*Material to process:*
━━━━━━━━

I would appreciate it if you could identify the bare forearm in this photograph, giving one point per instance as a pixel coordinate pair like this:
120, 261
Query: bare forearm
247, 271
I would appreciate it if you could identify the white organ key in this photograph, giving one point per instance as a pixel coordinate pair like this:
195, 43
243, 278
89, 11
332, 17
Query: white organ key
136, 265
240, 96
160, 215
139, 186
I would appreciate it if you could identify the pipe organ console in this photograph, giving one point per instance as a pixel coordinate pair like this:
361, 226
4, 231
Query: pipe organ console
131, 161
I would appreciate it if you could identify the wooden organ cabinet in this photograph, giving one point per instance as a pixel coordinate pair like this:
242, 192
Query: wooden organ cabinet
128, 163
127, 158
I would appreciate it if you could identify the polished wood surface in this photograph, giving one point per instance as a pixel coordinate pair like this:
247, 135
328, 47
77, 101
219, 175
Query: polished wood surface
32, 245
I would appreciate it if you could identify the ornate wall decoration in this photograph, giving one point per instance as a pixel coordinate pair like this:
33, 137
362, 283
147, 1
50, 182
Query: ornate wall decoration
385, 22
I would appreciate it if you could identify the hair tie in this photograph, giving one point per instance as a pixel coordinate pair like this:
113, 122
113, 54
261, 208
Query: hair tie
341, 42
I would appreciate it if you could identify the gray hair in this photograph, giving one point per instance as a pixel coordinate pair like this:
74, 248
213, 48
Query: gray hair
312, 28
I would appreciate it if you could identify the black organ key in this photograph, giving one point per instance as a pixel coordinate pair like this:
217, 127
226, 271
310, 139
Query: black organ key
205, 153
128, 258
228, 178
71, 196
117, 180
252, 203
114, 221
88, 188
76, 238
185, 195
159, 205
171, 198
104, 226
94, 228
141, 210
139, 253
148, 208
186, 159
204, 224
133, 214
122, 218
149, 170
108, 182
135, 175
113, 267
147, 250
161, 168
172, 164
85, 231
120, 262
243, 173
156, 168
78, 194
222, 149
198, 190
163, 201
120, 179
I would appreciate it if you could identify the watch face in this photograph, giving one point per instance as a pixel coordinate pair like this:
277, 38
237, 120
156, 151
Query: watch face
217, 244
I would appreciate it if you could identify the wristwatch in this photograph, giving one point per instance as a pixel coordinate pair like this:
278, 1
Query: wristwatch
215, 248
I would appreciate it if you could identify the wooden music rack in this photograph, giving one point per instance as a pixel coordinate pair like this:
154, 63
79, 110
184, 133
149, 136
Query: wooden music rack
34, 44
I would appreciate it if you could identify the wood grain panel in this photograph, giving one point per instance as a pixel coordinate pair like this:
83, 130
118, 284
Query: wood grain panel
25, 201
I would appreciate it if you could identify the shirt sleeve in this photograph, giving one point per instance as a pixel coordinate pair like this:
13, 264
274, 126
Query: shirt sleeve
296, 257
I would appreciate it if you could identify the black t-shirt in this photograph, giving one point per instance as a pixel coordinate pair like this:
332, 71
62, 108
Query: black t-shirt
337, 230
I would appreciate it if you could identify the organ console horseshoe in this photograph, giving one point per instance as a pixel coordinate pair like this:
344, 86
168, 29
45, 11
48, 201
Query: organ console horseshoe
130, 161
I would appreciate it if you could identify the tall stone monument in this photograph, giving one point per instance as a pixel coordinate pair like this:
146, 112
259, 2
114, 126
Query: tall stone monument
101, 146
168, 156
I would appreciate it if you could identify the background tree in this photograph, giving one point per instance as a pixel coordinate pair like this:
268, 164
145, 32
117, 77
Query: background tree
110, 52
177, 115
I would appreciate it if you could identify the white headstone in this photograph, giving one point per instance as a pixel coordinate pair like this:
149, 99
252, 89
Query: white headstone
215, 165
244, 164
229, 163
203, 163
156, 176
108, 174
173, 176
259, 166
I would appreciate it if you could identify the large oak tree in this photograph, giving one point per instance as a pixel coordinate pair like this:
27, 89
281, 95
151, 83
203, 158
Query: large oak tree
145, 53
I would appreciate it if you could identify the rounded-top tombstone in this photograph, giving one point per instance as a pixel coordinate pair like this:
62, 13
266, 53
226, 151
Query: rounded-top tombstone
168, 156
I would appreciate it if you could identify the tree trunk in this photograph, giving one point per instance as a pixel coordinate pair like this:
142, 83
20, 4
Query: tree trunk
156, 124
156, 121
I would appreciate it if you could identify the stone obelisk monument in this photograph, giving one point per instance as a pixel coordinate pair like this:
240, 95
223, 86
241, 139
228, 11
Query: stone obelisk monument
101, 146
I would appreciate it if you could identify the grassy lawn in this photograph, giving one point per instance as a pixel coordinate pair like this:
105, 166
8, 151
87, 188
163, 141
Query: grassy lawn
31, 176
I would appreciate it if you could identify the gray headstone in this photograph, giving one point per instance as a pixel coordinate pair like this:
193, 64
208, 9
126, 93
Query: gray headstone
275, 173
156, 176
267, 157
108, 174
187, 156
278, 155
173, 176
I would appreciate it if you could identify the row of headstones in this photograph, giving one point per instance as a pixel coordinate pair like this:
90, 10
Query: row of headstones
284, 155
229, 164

━━━━━━━━

*Assignment:* Exact repetition of every entry in the data is required.

*Response:*
I would appreciate it if you could identify the bare forearm in this photograph, giving one point per instance as a pixel coordinate pair like this:
120, 261
Query: bare forearm
247, 271
I would appreciate it if you could identify the white organ key in this photograph, giving one point per instance as a pixel coordinate pair like this:
195, 43
243, 278
89, 11
332, 17
Query: white organ key
136, 265
240, 96
160, 215
139, 186
I would appreciate it if you could identify the pipe organ console in this photograph, giving one point per instance as a pixel coordinate pair like this:
361, 226
4, 231
Query: pipe organ console
131, 161
I would appreciate it if you could identify the wooden organ cabinet in this photograph, giving one point per instance as a pixel coordinate pair like this:
242, 192
Query: wooden organ cabinet
128, 163
127, 158
I would appreciate it if you could identify the polished wood surface in this photograph, giving one point per instance as a pixel coordinate pair like this:
247, 135
328, 47
77, 101
219, 175
Query: polished wood surface
32, 245
I would appreciate it if you could identify the ornate wall decoration in this photograph, giving one point per instance as a pixel coordinate pair like this:
33, 137
362, 283
147, 1
50, 182
Query: ornate wall decoration
385, 22
I would appreciate it if you could identify the hair tie in this photograph, giving one point per instance as a pixel coordinate pair like this:
113, 122
113, 54
261, 208
Query: hair tie
341, 42
I would appreciate it if you could identify the gray hair in this photograph, giving one point per instance as a pixel coordinate pair like this:
74, 248
213, 48
Query: gray hair
312, 28
I would appreciate it if you could identify the black organ key in this photograph, giving one point per instance as a pixel coordinate pair like this:
217, 127
226, 271
310, 139
Query: black organ key
205, 153
128, 258
228, 178
71, 196
117, 180
252, 203
114, 221
88, 188
76, 238
185, 195
159, 205
171, 198
104, 226
94, 228
141, 210
139, 253
148, 208
186, 159
204, 224
133, 214
122, 218
149, 170
108, 182
135, 175
113, 267
147, 250
161, 168
172, 164
85, 231
120, 262
243, 173
156, 168
78, 194
222, 149
198, 190
163, 201
120, 179
I would appreciate it if you could identify the watch face in this photograph, giving one point per instance as a pixel coordinate pair like this:
277, 38
237, 120
156, 151
Query: watch face
217, 244
I would appreciate it if you could identify the wristwatch in this photograph, giving one point per instance as a pixel coordinate pair like this:
278, 1
Query: wristwatch
215, 248
I would appreciate it if you could identify the wooden music rack in this photograph, giving one point per instance as a pixel coordinate pair like this:
154, 63
79, 110
184, 133
149, 136
Query: wooden music rack
34, 44
I would appreciate it if you could identify the wood grain panel in this photograph, giving one point per instance as a pixel coordinate pair like this:
83, 130
118, 284
Query: wood grain panel
25, 201
I would appreciate it if you could identify the shirt sleeve in this photograph, giving one point per instance as a pixel coordinate pair like this:
13, 264
274, 126
Query: shirt sleeve
296, 257
I would appreciate it if you could identify the black t-shirt in this photograph, giving one point per instance as a pixel coordinate pair like this:
332, 71
62, 108
Query: black t-shirt
337, 230
I would appreciate it if you could identify the organ console horseshoe in this photograph, giving one point per instance as a pixel coordinate pair like this:
344, 86
168, 29
45, 11
48, 201
Query: organ console horseshoe
130, 161
I would appreciate it if you could identify the tall stone monument in this photograph, giving one point per instance as a pixel coordinate pair like this:
146, 112
259, 2
114, 126
Query: tall stone monument
101, 146
168, 156
I would appreciate it if you could identify the background tree in this photograph, giving one point per instance as a pixel coordinate pair like this:
268, 164
145, 32
117, 77
Query: background tree
110, 52
177, 115
I would appreciate it if you could identify the white headstone in this photograph, giving one point per instance as a pixel coordinate pair like this:
149, 99
252, 89
Query: white headstone
215, 165
244, 164
229, 163
203, 163
156, 176
108, 174
173, 176
259, 166
I would appreciate it if you could identify the large oak tree in this photograph, giving one point per instance as a pixel coordinate pair like this:
27, 89
281, 95
151, 83
203, 158
Query: large oak tree
145, 53
I would appreciate it if you could identify the rounded-top tombstone in this photograph, giving one point per instance as a pixel coordinate pair like this:
62, 13
266, 53
226, 151
Query: rounded-top tombstone
168, 156
I would appreciate it if you could identify the tree trunk in this photograph, giving one point per instance as a pixel coordinate pair like this:
142, 83
20, 4
Query: tree trunk
156, 124
156, 121
I would appreciate it if you could identify the stone obelisk monument in this photograph, giving one point per instance as a pixel coordinate pair like this:
240, 95
223, 86
241, 139
228, 11
Query: stone obelisk monument
101, 146
I would appreciate it if you could identify the grassy lawn in this photograph, giving one point per instance as a pixel coordinate pair like this:
105, 166
8, 151
87, 188
163, 141
Query: grassy lawn
31, 176
I would appreciate it if you could identify the gray headstone in this photograph, giving one point per instance as a pixel coordinate pair like this:
193, 64
208, 9
126, 93
Query: gray headstone
275, 173
156, 176
267, 157
108, 174
187, 156
278, 155
173, 176
I would appreciate it if you could identify the row of headstones in this photograph, giving one point per instance as a pixel coordinate pair like this:
90, 10
Query: row of headstones
284, 155
229, 164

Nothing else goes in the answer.